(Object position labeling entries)

■ ■ ■

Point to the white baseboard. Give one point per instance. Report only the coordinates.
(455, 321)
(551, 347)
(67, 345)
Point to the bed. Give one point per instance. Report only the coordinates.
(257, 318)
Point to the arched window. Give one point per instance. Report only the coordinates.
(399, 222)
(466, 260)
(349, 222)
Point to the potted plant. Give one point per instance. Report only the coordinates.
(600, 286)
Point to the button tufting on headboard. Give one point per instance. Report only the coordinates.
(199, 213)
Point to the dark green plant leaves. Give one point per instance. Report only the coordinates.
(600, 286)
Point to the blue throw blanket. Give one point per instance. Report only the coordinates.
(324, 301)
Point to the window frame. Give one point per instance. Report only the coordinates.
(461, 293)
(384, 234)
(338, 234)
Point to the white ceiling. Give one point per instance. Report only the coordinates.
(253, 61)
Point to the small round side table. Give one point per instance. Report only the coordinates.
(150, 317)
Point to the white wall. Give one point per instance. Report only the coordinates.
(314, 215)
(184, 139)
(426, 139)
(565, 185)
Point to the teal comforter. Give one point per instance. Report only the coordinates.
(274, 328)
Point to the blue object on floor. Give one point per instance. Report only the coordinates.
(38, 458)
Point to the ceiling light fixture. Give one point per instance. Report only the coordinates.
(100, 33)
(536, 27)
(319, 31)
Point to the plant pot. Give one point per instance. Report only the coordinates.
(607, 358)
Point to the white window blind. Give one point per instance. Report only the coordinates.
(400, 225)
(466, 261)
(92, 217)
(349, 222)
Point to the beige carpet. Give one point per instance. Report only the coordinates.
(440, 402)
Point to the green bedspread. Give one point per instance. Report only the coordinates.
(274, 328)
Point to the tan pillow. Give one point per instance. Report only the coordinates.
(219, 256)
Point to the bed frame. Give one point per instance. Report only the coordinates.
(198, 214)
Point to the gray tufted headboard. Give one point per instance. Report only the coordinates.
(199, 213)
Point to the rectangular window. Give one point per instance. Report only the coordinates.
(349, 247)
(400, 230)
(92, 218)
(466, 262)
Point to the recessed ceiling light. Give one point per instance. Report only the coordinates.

■ ■ ■

[PROBLEM TO SOLVE] Using the data above, reproduce every line exactly.

[TASK OUTPUT]
Point to the white baseboard. Give one point per instance. Report only the coordinates.
(455, 321)
(551, 347)
(67, 345)
Point to the bed. Give one point per instance. Report only the coordinates.
(257, 318)
Point to the arched window. Give one point per instance. Report only the coordinates.
(399, 222)
(466, 260)
(349, 222)
Point to the potted plant. Give one point per instance. Report only the coordinates.
(600, 286)
Point to the button tufting on headboard. Give one point per instance. Report only the coordinates.
(199, 213)
Point to the dark green plant leaves. Give one point per instance. Report only the coordinates.
(600, 286)
Point to the blue throw blanket. Give one point per instance. Report only the coordinates.
(324, 301)
Point to the window frame. Give one point per instance. Report only the coordinates.
(461, 293)
(384, 234)
(338, 234)
Point to the white ceiling. Give one point per instance. Report only the coordinates.
(253, 61)
Point to the small round side table. Give one point per instance. Report only the coordinates.
(150, 317)
Point to the white wall. Give one point per instance. Report only the coordinates.
(314, 215)
(184, 139)
(426, 139)
(565, 185)
Point to the teal comforter. Give one point per instance. Report only the coordinates.
(274, 328)
Point to the blue object on floor. Give one point per instance. Report only the coordinates.
(38, 458)
Point to the ceiling light fixture. Give one point per instance. Report only the coordinates.
(100, 33)
(536, 27)
(319, 31)
Point to the plant pot. Give one point per instance. Report only the coordinates.
(607, 358)
Point to the white window blind. Give one point per instance. Report only the coordinates.
(400, 225)
(466, 261)
(92, 217)
(349, 222)
Point to the beige carpet. Give one point per instance. Report only the coordinates.
(440, 402)
Point to the green bedspread. Give one point per instance. Report only the coordinates.
(274, 328)
Point to the tan pillow. Give one point per instance. Report only the coordinates.
(219, 256)
Point to the bed frame. Give one point per instance. Report only the coordinates.
(198, 214)
Point to the gray tufted headboard. Give one point per instance. Report only the coordinates.
(199, 213)
Point to the rectangular window. Give one point per instance. Report only the coordinates.
(349, 247)
(400, 230)
(92, 218)
(466, 262)
Point to the recessed ceiling light. Give one point per instance. Report only the coordinates.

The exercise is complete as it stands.